Can you give all the records again without altering a single character?

▶ **Record excerpts**:
※

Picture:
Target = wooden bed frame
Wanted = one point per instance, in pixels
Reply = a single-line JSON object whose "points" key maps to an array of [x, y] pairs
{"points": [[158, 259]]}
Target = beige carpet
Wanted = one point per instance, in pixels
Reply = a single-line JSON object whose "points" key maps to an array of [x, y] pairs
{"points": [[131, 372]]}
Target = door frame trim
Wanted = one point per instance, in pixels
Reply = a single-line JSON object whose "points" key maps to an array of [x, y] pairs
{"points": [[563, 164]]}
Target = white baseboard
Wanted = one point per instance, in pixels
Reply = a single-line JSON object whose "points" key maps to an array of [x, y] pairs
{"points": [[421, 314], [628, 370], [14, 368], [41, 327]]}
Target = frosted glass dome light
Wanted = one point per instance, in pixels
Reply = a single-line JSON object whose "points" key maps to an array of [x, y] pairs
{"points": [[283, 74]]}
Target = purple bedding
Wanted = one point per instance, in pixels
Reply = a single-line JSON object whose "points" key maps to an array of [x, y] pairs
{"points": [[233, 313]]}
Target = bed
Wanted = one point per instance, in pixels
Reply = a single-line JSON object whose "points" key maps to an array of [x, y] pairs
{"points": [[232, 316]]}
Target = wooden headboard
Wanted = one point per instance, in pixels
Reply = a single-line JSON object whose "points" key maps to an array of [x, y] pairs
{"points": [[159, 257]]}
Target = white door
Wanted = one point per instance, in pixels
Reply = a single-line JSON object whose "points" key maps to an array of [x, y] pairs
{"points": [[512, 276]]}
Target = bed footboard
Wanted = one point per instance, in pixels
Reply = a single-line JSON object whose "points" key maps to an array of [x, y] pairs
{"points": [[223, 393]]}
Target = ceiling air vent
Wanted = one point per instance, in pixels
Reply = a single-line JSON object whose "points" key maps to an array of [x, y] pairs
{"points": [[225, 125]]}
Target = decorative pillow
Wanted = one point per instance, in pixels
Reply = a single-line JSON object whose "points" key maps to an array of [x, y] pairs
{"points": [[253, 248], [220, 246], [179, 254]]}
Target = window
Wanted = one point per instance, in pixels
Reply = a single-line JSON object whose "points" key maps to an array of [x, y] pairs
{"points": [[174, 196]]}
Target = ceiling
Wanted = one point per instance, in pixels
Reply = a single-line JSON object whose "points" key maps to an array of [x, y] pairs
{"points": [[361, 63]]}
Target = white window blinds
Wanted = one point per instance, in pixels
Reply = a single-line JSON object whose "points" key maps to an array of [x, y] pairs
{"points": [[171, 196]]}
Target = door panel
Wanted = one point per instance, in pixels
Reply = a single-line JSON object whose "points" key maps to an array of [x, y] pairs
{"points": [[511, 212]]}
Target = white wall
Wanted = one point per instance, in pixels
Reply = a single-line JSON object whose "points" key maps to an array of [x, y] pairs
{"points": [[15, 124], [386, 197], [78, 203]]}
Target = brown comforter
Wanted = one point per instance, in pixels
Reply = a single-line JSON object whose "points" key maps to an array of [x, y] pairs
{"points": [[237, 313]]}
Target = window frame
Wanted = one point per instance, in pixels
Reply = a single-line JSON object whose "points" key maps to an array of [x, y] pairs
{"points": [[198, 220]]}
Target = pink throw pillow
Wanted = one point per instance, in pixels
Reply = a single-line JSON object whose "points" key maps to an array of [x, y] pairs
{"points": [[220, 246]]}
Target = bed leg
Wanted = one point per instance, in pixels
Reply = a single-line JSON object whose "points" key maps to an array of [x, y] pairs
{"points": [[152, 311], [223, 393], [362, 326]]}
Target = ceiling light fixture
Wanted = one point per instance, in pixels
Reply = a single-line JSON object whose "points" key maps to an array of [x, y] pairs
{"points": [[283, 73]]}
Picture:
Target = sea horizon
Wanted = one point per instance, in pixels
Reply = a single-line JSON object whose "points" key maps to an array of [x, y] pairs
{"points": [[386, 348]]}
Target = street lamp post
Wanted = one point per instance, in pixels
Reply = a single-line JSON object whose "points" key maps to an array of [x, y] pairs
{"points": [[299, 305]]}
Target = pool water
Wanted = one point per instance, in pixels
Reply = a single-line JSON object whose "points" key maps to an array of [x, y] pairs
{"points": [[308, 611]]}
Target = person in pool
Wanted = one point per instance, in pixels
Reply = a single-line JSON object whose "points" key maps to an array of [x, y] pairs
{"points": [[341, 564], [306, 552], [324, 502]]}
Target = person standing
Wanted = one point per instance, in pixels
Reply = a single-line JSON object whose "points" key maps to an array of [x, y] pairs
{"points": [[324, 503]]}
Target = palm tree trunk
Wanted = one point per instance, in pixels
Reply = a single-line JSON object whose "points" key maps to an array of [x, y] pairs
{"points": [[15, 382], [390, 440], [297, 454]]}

※

▶ **Problem solution**:
Picture:
Target = wooden bed frame
Wanted = one point per instance, in pixels
Reply = a single-line JSON object whose "points" key maps to an array of [x, y] pairs
{"points": [[158, 259]]}
Target = beige carpet
Wanted = one point per instance, in pixels
Reply = a single-line JSON object whose "points" key maps to an array of [x, y] pairs
{"points": [[131, 372]]}
Target = door frame trim
Wanted = one point per instance, in pixels
Reply = a single-line JSON object whose "points" key maps to an array of [x, y] pairs
{"points": [[563, 164]]}
Target = white baseboard
Wanted = one point per instance, in pixels
Reply = a single-line JSON object whose "points" key maps to an array of [x, y] pairs
{"points": [[421, 314], [628, 370], [14, 368], [41, 327]]}
Target = frosted glass dome light
Wanted = one point per instance, in pixels
Reply = a single-line JSON object whose "points" key maps to an array of [x, y] pairs
{"points": [[283, 74]]}
Target = purple bedding
Wanted = one point per instance, in pixels
Reply = a single-line JSON object whose "points" key maps to an array of [x, y] pairs
{"points": [[233, 313]]}
Target = bed
Wanted = one point per instance, in pixels
Reply = a single-line JSON object whose "points" key maps to an array of [x, y] pairs
{"points": [[232, 316]]}
Target = wooden headboard
Wanted = one point per instance, in pixels
Reply = a single-line JSON object whose "points" key maps to an array of [x, y] pairs
{"points": [[159, 257]]}
Target = white door
Wanted = one point per instance, in pixels
Reply = a single-line JSON object whose "points" key maps to an array of [x, y] pairs
{"points": [[512, 276]]}
Target = bed footboard
Wanted = one point per instance, in pixels
Reply = a single-line JSON object whose "points" key maps to an array of [x, y] pairs
{"points": [[223, 393]]}
Target = ceiling air vent
Wanted = one point per instance, in pixels
Reply = a single-line JSON object whose "points" key maps to an array of [x, y] pairs
{"points": [[225, 125]]}
Target = decorative pillow
Wanted = one point per instance, in pixels
Reply = a single-line JSON object whose "points" key maps to an array of [x, y] pairs
{"points": [[253, 248], [220, 246], [179, 254]]}
Target = window
Wanted = one point per instance, in pixels
Reply = a single-line JSON object whose "points" key maps to an array of [x, y] pairs
{"points": [[174, 196]]}
Target = ceiling
Wanted = one point per instance, in pixels
Reply = a single-line JSON object whose "points" key maps to an array of [x, y] pairs
{"points": [[361, 63]]}
Target = white window blinds
Wanted = one point per instance, in pixels
Reply = a single-line JSON object whose "points" key maps to an array of [x, y] pairs
{"points": [[171, 196]]}
Target = door panel
Wanted = one point per instance, in pixels
Reply = a single-line JSON object whose "points" key maps to an array of [x, y] pairs
{"points": [[511, 212]]}
Target = white wall
Wanted = one point per instance, in pixels
Reply = a single-line JSON object whose "points" key maps to an array of [x, y] pairs
{"points": [[15, 124], [386, 197], [78, 203]]}
Target = brown comforter
Wanted = one point per instance, in pixels
Reply = a single-line JSON object whose "points" key maps to an array of [x, y] pairs
{"points": [[237, 313]]}
Target = window frame
Wanted = one point per instance, in pixels
Reply = a single-line JSON object whose "points" key maps to an array of [x, y] pairs
{"points": [[198, 220]]}
Target = pink throw pillow
Wanted = one point per instance, in pixels
Reply = a single-line JSON object whose "points" key maps to an array of [x, y] pairs
{"points": [[220, 246]]}
Target = bed leg
Wanted = one point per instance, in pixels
Reply = a single-line JSON object whose "points" key maps to an array of [x, y] pairs
{"points": [[152, 311], [223, 393], [362, 326]]}
Target = ceiling light fixture
Wanted = one point per instance, in pixels
Reply = a single-line JSON object whose "points" key maps to an array of [x, y] pairs
{"points": [[283, 73]]}
Picture:
Target = sea horizon
Wanted = one point per instance, in pixels
Reply = a single-line JSON object whose "points" key maps to an array of [x, y] pairs
{"points": [[386, 348]]}
Target = street lamp post
Wanted = one point per instance, in pixels
Reply = a single-line JSON object whose "points" key maps to an array of [x, y] pairs
{"points": [[299, 305]]}
Target = pool water
Wanted = one point per instance, in pixels
Reply = a single-line JSON object whose "points" key maps to an array of [x, y] pairs
{"points": [[308, 611]]}
Target = person in pool
Wanted = one point per instance, in pixels
Reply = a single-line JSON object whose "points" key maps to an array of [x, y] pairs
{"points": [[341, 564], [306, 552], [324, 502]]}
Target = person standing
Wanted = one point per instance, in pixels
Reply = a single-line JSON object whose "points" key maps to an array of [x, y] pairs
{"points": [[324, 503]]}
Target = palm tree trunk
Wanted = one point per instance, in pixels
Reply = a single-line JSON object whose "points" key maps to an array of [x, y] pairs
{"points": [[15, 382], [390, 440], [297, 454]]}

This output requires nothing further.